## Set exercise
Turn every line of the rows below into a Markdown table with two columns, No for the line number and Line for the text. Skip blank lines and leave the pictures out.

## Provided data
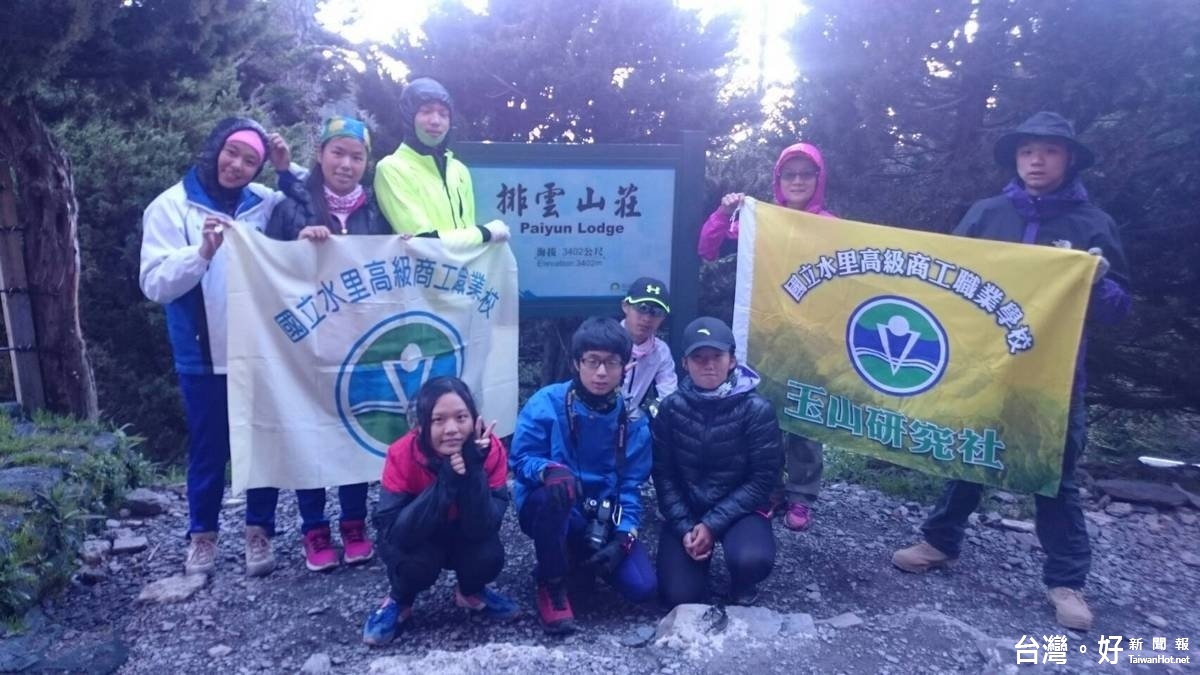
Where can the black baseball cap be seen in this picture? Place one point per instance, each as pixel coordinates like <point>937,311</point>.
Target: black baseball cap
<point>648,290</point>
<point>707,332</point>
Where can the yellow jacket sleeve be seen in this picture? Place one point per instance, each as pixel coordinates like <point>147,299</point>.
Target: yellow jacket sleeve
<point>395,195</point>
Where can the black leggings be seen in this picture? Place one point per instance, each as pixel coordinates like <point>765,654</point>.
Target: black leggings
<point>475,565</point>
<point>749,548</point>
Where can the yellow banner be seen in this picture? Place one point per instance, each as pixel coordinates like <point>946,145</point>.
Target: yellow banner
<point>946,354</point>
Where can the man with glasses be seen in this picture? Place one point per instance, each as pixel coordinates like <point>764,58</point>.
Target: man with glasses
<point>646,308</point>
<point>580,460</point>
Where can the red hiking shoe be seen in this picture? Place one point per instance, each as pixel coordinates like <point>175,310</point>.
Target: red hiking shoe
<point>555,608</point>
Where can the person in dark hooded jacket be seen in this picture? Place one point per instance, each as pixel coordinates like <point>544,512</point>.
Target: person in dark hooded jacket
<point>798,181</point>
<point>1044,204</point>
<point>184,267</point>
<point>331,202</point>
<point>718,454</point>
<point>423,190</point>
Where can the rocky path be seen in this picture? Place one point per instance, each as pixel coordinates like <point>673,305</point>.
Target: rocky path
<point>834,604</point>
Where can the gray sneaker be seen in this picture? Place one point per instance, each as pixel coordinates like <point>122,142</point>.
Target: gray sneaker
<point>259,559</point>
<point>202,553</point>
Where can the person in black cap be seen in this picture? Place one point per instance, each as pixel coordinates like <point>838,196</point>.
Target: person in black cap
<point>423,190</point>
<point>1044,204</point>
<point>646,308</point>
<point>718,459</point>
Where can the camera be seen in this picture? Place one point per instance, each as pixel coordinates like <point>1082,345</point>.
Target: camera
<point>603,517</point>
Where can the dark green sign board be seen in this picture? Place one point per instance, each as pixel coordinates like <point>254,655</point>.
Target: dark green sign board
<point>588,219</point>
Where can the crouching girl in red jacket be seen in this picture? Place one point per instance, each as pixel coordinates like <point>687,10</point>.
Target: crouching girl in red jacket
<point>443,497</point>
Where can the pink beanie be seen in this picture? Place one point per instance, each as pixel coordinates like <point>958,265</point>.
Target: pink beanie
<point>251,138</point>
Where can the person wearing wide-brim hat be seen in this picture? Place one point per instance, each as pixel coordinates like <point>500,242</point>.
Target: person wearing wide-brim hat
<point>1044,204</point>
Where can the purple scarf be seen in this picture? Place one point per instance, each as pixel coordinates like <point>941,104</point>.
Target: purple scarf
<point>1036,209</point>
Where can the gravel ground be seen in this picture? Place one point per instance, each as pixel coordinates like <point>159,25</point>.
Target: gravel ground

## Written reply
| No | Line |
|---|---|
| 1 | Where can the black baseball cap be seen in this picture? Place one point per instance, each as pixel coordinates like <point>937,311</point>. |
| 2 | Target: black baseball cap |
| 3 | <point>648,290</point> |
| 4 | <point>707,332</point> |
| 5 | Where can the yellow jacket sleeve be seen in this picture? Place one point per instance, each as pixel coordinates like <point>147,299</point>. |
| 6 | Target: yellow jacket sleeve |
| 7 | <point>395,195</point> |
| 8 | Where can the black leggings be seen in this picture? Place one point per instance, each as pixel coordinates like <point>765,654</point>. |
| 9 | Target: black leggings |
| 10 | <point>475,565</point> |
| 11 | <point>749,548</point> |
| 12 | Where can the yellow banner be seen in this picture? Place one point per instance, each as pixel coordinates like <point>946,145</point>. |
| 13 | Target: yellow banner |
| 14 | <point>946,354</point> |
| 15 | Where can the man with glasses be seen in this picture? Place one point per instance, each as pixel coordinates like <point>764,58</point>. |
| 16 | Target: man with glasses |
| 17 | <point>646,308</point> |
| 18 | <point>580,460</point> |
| 19 | Where can the red hiking shoe be seen in this picture? Place one point per instance, each as pixel coordinates like <point>175,310</point>. |
| 20 | Target: red hiking shoe |
| 21 | <point>555,608</point> |
| 22 | Where can the person in dark hooded jacket be seen in this picture? Place one point per instance, each as pixel coordinates like <point>544,512</point>. |
| 23 | Target: person in dark hooded jacket |
| 24 | <point>798,181</point> |
| 25 | <point>1044,204</point> |
| 26 | <point>184,267</point> |
| 27 | <point>331,202</point> |
| 28 | <point>718,454</point> |
| 29 | <point>423,190</point> |
| 30 | Where can the rocky path be seen in this picture? Place one point per instance, each as pixel coordinates like <point>673,305</point>. |
| 31 | Target: rocky path |
| 32 | <point>834,604</point> |
| 33 | Where can the gray sneaker be seen in this picture? Place one point per instance, each as pixel coordinates like <point>122,142</point>. |
| 34 | Target: gray sneaker |
| 35 | <point>259,559</point> |
| 36 | <point>202,553</point> |
| 37 | Where can the person in black cap be seen in this picture? Place one point per instance, each as pixel coordinates like <point>838,196</point>. |
| 38 | Target: person in black cap |
| 39 | <point>423,190</point> |
| 40 | <point>1044,204</point> |
| 41 | <point>646,308</point> |
| 42 | <point>718,459</point> |
| 43 | Where can the camera be seen in this picture? Place one point per instance, each as pixel coordinates like <point>1082,345</point>. |
| 44 | Target: camera |
| 45 | <point>603,517</point> |
| 46 | Where can the dark green sign board be seen in this picture? Place one point per instance, each as pixel coordinates like <point>254,655</point>. |
| 47 | Target: dark green sign board |
| 48 | <point>588,219</point> |
| 49 | Where can the crouching girl in red jacket be seen in this picture? Place one point per instance, each as pixel coordinates like <point>687,10</point>. |
| 50 | Target: crouching girl in red jacket |
| 51 | <point>443,497</point> |
| 52 | Where can the pink beanie be seen in this picture? Place one point per instance, each as pixel coordinates like <point>958,265</point>. |
| 53 | Target: pink beanie |
| 54 | <point>251,138</point> |
| 55 | Where can the person wearing wide-brim hat be seen in this picture? Place one point per instance, each as pixel coordinates like <point>500,242</point>. |
| 56 | Target: person wearing wide-brim hat |
| 57 | <point>1044,204</point> |
| 58 | Where can the purple scarf be seen in this picture? Place one point per instance, each as pixel coordinates like <point>941,104</point>. |
| 59 | Target: purple scarf |
| 60 | <point>1036,209</point> |
| 61 | Where can the gravel ground be seen in this picture? Place one point per instance, each as pixel coordinates like <point>159,25</point>. |
| 62 | Target: gravel ground |